■ Aim ■
Copy out the entire listing below word for word, omitting the pictures.

■ Given data ■
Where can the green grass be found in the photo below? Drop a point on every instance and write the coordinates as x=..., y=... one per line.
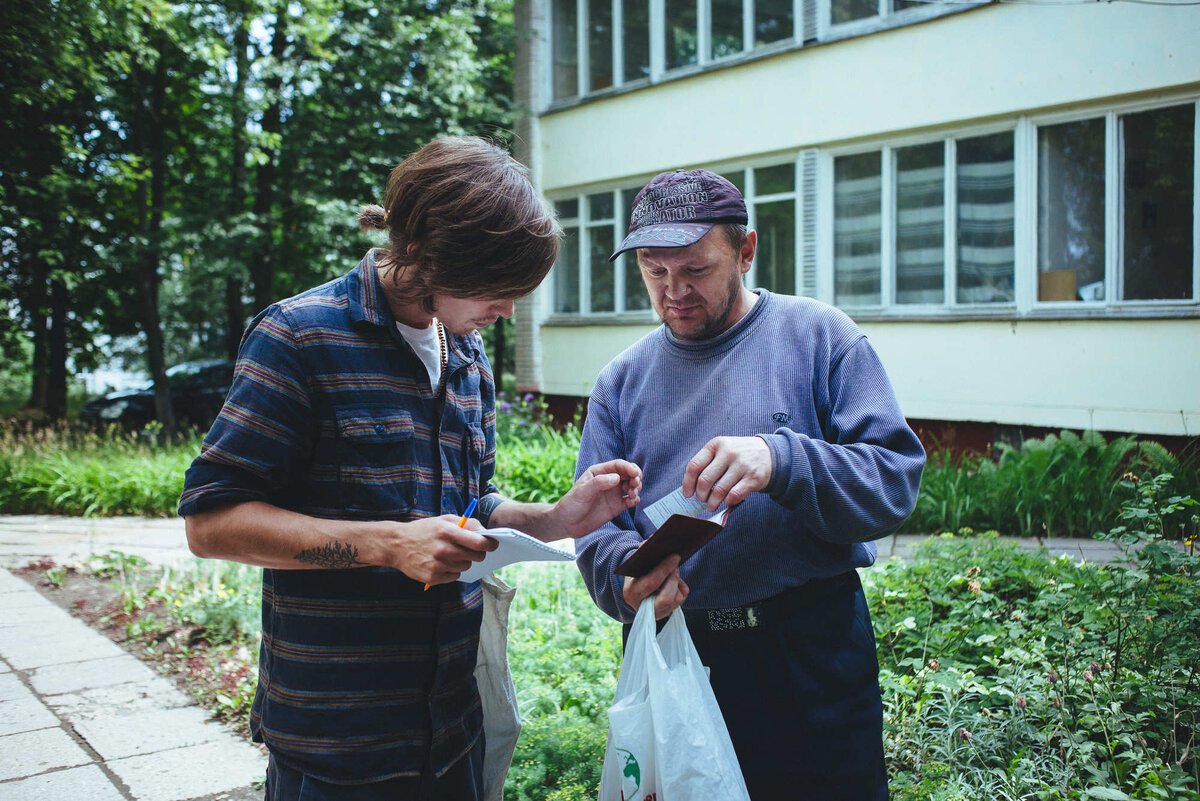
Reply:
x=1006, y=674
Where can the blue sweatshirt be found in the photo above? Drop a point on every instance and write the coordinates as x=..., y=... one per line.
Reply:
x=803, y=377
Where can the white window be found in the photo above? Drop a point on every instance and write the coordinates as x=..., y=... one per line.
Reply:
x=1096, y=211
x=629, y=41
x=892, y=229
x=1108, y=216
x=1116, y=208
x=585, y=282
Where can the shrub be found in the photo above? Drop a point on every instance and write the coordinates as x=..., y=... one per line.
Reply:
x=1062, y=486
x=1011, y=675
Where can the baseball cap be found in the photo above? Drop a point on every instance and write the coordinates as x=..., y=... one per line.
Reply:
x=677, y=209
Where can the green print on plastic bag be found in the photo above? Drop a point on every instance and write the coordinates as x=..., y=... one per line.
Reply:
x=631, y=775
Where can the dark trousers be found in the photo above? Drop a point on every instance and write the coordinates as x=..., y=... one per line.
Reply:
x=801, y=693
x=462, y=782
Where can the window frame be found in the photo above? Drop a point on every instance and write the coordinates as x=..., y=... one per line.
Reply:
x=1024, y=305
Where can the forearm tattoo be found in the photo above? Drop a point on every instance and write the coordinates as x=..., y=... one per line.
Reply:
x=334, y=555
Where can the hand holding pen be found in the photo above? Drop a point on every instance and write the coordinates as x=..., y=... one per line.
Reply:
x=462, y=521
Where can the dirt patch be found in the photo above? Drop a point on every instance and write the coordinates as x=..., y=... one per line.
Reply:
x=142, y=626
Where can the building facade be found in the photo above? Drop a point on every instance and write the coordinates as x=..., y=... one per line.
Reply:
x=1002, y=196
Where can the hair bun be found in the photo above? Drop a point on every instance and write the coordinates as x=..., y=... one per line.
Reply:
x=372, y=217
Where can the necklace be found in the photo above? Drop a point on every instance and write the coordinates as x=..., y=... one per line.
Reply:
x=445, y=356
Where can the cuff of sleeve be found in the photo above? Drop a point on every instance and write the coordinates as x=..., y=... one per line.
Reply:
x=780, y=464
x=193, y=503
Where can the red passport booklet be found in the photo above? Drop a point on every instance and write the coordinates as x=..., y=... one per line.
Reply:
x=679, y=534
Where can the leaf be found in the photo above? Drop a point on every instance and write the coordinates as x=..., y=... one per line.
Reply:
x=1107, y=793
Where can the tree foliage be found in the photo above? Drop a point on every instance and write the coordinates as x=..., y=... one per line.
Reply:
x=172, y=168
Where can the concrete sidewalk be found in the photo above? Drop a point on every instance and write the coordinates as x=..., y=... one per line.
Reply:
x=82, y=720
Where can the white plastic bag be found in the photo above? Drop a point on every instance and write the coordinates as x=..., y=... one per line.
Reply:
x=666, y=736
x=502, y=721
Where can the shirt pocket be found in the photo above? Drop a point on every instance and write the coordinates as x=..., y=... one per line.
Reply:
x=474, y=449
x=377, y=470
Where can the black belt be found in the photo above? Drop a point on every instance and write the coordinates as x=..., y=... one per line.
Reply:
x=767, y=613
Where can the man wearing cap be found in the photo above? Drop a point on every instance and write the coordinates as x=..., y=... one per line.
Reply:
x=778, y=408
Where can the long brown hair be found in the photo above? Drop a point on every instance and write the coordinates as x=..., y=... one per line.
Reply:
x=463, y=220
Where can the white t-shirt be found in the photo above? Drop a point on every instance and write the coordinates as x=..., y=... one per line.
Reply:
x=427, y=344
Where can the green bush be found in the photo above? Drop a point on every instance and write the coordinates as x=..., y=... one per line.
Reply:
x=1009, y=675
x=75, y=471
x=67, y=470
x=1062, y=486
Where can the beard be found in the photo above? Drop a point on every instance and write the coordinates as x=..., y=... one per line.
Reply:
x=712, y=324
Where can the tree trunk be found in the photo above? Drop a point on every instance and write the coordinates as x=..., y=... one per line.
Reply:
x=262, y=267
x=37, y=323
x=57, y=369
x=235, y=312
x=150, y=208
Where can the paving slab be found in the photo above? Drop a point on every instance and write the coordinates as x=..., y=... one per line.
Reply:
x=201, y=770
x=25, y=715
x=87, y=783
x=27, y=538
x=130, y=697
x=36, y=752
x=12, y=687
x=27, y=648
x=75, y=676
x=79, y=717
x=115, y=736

■ Solution ■
Where can the green grass be found in the photo below? Drop a point on every instance and write the coordinates as x=..., y=... one per line.
Reply:
x=1006, y=674
Where can the blue sweatshirt be found in the photo above? Drop a point on every instance and write the coordinates as x=..., y=... one per line.
Reply:
x=803, y=377
Where can the white window be found in the photo above? Drop a point on every instance and write the coordinates as x=..., y=... one per line.
Reply:
x=1096, y=211
x=629, y=41
x=892, y=229
x=1108, y=216
x=1116, y=208
x=585, y=282
Where can the shrub be found in the photo above? Drop a point on every instance and write the coordinates as x=..., y=... one per line.
Reply:
x=1062, y=486
x=1011, y=675
Where can the baseball cap be found in the photo above? Drop a point on every instance and write the coordinates as x=..., y=... one per line.
Reply:
x=677, y=209
Where can the green print on plastic bag be found in the photo above? Drop a point on every instance and write the coordinates as x=..., y=... one per line.
Reply:
x=631, y=775
Where can the dark trousers be found in the photo above? Drop a point on every instance and write the coordinates as x=..., y=... one per line.
Reply:
x=801, y=693
x=462, y=782
Where can the window frame be found in the photo above? Drop a point on every instance and write the coordinates as x=..., y=... one per line.
Reply:
x=1024, y=305
Where can the forearm tattoo be found in the photo above? Drop a point on every instance and write the coordinates as x=..., y=... one per line.
Reply:
x=334, y=555
Where can the hand holding pen be found in the photo above? Drop a point on every instance and write the coordinates as x=..., y=... one per line.
Reply:
x=462, y=521
Where can the dirt patch be found in the photo above? Drop a point on every instance and write the coordinates as x=..., y=... one per line.
Reply:
x=142, y=626
Where can the building facade be found in the photo above? Drop a point on every instance and write the coordinates as x=..., y=... one per line.
Reply:
x=1002, y=196
Where can the hair bun be found in the photo above? Drop a point on every instance and write the coordinates as x=..., y=... one per line.
Reply:
x=372, y=217
Where can the necklace be found in the photo above? Drop a point on every instance and write the coordinates as x=..., y=... one per line.
Reply:
x=445, y=356
Where can the cuff of sleeve be found in the photo above? Drop a point on every instance and write the coordinates as x=..., y=... one per line.
Reply:
x=780, y=464
x=193, y=503
Where can the red passport booklet be found in the photo above? Drop a point on every instance and write the coordinates as x=..., y=... one per line.
Reply:
x=679, y=534
Where can the leaf be found in the photo above? Drop a point on every instance and write the coordinates as x=..., y=... one per line.
Reply:
x=1107, y=793
Where can the tree foliage be found in the photo above? Drop a point on every instance and write the coordinates as x=..., y=... one per line.
Reply:
x=172, y=168
Where can the concrete sidewalk be found in the photo above? Drop a point on every instance and write the coordinates as x=..., y=... one per line.
Reply:
x=82, y=720
Where can the white plastic bag be found in the photo above? Drop a point on every instance and write the coordinates as x=..., y=... one per line.
Reply:
x=666, y=736
x=502, y=721
Where can the shirt pocket be found in the photo above? Drop a point on every instance and write the coordinates as x=..., y=... one per line.
Reply:
x=474, y=449
x=377, y=470
Where can the black belt be found in the photo above? Drop a point on every instance and write the coordinates as x=..., y=... one per line.
Reply:
x=767, y=613
Where can the man wearing cap be found in the photo above? Drop a point on every instance and write the coordinates as x=..., y=... one per line.
Reply:
x=778, y=408
Where can the long brown hair be found in the photo above? Drop a point on every instance and write the coordinates as x=..., y=... one per line.
Reply:
x=463, y=220
Where can the white t-shirt be found in the photo above? Drop a point on every instance and write the coordinates as x=..., y=... one per line.
Reply:
x=427, y=344
Where can the green bush be found in the photo above? Drop a point on every instance and write the coordinates as x=..., y=... one per line.
Reply:
x=1009, y=675
x=75, y=471
x=67, y=470
x=1062, y=486
Where can the beard be found in the photo above? Drop a point on every instance and write the coordinates as x=..., y=... one per line.
Reply:
x=712, y=324
Where can the tree trunk be found in the photo above? Drop a point on every instance and write the coordinates as x=..., y=... one per line.
Reply:
x=262, y=267
x=37, y=323
x=57, y=369
x=235, y=312
x=150, y=208
Where can the paving slab be found in the photo above? Drop a point on every instance and write the coordinates as x=..., y=... one per line.
Reply:
x=201, y=770
x=25, y=715
x=87, y=783
x=27, y=538
x=130, y=697
x=36, y=752
x=12, y=687
x=27, y=648
x=75, y=676
x=79, y=717
x=115, y=736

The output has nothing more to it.